BAGIAN DOKUMEN:
---*---

Pelembagaan Revolusi Mesir
Ibnu Burdah, PEMERHATI MASALAH TIMUR TENGAH DAN DUNIA
ISLAM, UIN SUNAN KALIJAGA
Sumber
: SUARA MERDEKA, 29 November 2011
Perjuangan
untuk perubahan seringkali sangat sulit dan menelan tidak sedikit korban. Tapi
pelembagaan hasil gerakan bahkan berlangsung lebih sulit lagi. Inilah yang
sekarang terjadi di Mesir setelah mundurnya Hosni Mubarak, Februari lalu.
Peralihan kekuasaan dari militer ke sipil adalah salah satu pesan terpenting
revolusi 25 Januari di negara itu. Namun setelah hampir 10 bulan keberhasilan
gerakan rakyat mendesak Mubarak mundur, kekuasaan tertinggi masih berada di
tangan militer, tepatnya Dewan Tertinggi Angkatan Bersenjata atau Dewan Agung
Militer (Al-Majlis al-Askariy al-A’la).
Dewan
yang dipimpin Al-Mursyid (Field Marshal) Hussein Tantawi itu telah menjanjikan
peralihan itu akan dilaksanakan pada pertengahan Februari tahun depan. Tetapi,
kelompok-kelompok politik di Mesir mencurigai dewan itu terus berupaya secara
sistematis dan terencana menunda proses peralihan itu. Itulah yang digugat puluhan
ribu demonstran di Tahrir baru-baru ini.
Hingga
saat ini, gejala politik di Mesir menunjukkan ada beberapa hal yang menghambat
proses institusionalisasi hasil gerakan rakyat. Yang terpenting tentunya adalah
sebagian pendukung Mubarak masih melakukan ”perlawanan” terhadap arus perubahan
melalui berbagai cara. Dukungan terbuka kepada Mubarak barangkali sudah tidak
ada, sebab ia sudah menjadi simbol musuh ibu kandung Mesir yang baru: revolusi
rakyat. Namun, upaya-upaya untuk menghambat laju perubahan itu jelas sekali
terjadi.
Bagaimana
pun, sebagian tentara, termasuk Dewan Agung Militer yang memegang otoritas
pemerintahan saat ini tidak bisa dilepaskan begitu saja dari Mubarak. Tuntutan
revolusi bukan hanya pengadilan terhadap Mubarak dan keluarga melainkan juga
seluruh kroninya yang melakukan penyalahgunaan kekuasaan. Tuntutan semacam itu
bukan hanya berarti ancaman terhadap karier dan jabatan mereka sebagai elite
militer melainkan juga ancaman terhadap masa depan dan hidup mereka.

---*---

ENTRI YANG DISEDIAKAN:
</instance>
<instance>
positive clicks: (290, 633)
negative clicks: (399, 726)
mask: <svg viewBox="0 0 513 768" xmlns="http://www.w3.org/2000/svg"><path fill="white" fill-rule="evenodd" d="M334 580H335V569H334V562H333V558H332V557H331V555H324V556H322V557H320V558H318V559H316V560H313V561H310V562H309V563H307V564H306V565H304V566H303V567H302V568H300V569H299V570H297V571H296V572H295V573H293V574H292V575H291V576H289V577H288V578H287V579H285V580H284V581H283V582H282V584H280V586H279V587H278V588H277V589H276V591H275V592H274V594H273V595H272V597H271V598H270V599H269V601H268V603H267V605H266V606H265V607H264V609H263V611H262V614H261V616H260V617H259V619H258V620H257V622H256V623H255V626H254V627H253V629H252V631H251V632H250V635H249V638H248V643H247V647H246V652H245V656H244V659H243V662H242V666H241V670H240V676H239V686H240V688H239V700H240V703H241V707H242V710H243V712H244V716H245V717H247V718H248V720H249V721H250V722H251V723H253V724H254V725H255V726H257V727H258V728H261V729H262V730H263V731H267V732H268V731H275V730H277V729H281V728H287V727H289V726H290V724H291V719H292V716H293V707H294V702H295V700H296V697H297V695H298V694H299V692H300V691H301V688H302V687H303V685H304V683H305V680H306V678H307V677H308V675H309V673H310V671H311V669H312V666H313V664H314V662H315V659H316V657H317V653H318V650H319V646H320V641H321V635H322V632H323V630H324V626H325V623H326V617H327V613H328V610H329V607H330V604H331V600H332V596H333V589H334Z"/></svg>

---*---

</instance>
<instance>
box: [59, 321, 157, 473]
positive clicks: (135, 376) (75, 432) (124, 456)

---*---

BERDASARKAN INFORMASI:
1 - Menurut bagian dokumen, siapa yang memimpin Dewan Agung Militer?
2 - Kembalikan teks bagian dokumen di antara "Peralihan kekuasaan dari" dan "(Al-Majlis al-Askariy al-A’la).", termasuk kedua batas itu, tanpa perubahan apa pun.

JAWABAN TUGAS:
1 - Al-Mursyid (Field Marshal) Hussein Tantawi.

2 -
Peralihan kekuasaan dari militer ke sipil adalah salah satu pesan terpenting
revolusi 25 Januari di negara itu. Namun setelah hampir 10 bulan keberhasilan
gerakan rakyat mendesak Mubarak mundur, kekuasaan tertinggi masih berada di
tangan militer, tepatnya Dewan Tertinggi Angkatan Bersenjata atau Dewan Agung
Militer (Al-Majlis al-Askariy al-A’la).